### DOCUMENT EXTRACT
╔══
We further estimated the proportion of shared variance between character-only and context-only ratings, which reflects the degree of congruency, or the amount of redundant information from target and context. We found that the proportion of shared variance between character-only and context-only ratings was surprisingly high (mean: 58.3%; bootstrapped 95% CI: 53.1–64.4%). This high shared variance suggests that affect recognition is fairly robust, in the sense that one can recognize affect under impoverished conditions, such as when the face, body, or contextual information is missing. Nevertheless, the context does not contain only congruent or redundant information; there is still a significant amount of unique and necessary information available only from the context.
Additional analyses showed that adding nonlinear terms to the model only marginally and nonsignificantly increased the goodness of fit (∼1–3% more explained variance), which supports the use of a linear model. Although more complex nonlinear models could, in principle, fit the data better, the linear model provides an excellent fit (89% variance explained) while being parsimonious (see SI Appendix, Linear Regression Analysis, for a comparison with nonlinear models).
╚══
Answer these questions about the affect recognition passage above:
1. What was the mean proportion of shared variance between character-only and context-only ratings?
2. Roughly how much more explained variance came from adding nonlinear terms to the model?
3. What percentage of variance does the linear model explain?

### RECORDS
╔══
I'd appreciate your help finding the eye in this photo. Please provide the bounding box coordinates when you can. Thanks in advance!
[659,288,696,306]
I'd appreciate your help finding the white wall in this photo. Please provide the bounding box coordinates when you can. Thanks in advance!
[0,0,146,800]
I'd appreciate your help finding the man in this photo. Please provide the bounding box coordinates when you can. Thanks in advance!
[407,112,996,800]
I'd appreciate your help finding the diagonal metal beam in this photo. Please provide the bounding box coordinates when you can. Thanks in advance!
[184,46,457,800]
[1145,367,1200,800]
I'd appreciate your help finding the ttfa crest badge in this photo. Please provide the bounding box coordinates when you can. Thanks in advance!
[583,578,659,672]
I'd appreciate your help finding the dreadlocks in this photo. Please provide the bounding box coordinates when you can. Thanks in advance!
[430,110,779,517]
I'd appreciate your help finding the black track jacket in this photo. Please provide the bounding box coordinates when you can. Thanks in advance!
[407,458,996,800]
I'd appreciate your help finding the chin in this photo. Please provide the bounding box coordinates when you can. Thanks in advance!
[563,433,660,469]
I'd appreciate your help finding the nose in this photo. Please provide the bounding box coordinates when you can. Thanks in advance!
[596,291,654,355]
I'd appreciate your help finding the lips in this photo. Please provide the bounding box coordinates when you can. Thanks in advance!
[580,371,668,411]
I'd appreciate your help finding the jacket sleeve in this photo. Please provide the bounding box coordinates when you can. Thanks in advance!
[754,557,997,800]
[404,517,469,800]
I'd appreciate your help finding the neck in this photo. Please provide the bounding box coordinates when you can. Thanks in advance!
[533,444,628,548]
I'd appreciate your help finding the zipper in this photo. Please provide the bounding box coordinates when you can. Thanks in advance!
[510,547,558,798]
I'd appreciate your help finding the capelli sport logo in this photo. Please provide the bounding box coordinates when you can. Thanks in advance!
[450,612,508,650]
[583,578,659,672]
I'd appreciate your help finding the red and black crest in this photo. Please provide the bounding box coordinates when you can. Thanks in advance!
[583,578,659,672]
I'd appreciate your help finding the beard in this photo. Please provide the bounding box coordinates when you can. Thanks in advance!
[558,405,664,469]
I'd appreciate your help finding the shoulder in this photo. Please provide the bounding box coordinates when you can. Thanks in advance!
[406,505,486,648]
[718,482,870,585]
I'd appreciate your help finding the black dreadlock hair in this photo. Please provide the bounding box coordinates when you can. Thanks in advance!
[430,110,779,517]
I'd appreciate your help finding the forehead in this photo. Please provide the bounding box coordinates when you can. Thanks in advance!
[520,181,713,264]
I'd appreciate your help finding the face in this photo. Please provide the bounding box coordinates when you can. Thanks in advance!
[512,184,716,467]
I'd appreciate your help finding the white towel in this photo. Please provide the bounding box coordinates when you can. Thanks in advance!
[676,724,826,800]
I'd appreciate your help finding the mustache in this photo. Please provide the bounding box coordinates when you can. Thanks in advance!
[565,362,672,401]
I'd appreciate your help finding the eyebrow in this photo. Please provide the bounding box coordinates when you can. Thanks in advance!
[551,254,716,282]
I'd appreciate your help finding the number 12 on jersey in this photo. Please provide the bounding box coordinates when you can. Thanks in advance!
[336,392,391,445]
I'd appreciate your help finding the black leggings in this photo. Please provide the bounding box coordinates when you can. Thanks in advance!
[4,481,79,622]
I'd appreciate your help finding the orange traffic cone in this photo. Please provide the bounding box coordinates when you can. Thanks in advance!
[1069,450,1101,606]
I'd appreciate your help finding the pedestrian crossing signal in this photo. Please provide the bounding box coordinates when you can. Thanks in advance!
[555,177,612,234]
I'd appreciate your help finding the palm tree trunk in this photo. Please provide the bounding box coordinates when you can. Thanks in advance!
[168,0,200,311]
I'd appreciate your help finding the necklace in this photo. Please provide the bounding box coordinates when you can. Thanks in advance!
╚══
### EXERCISE RESPONSE
1. 58.3%
2. About 1–3%
3. 89%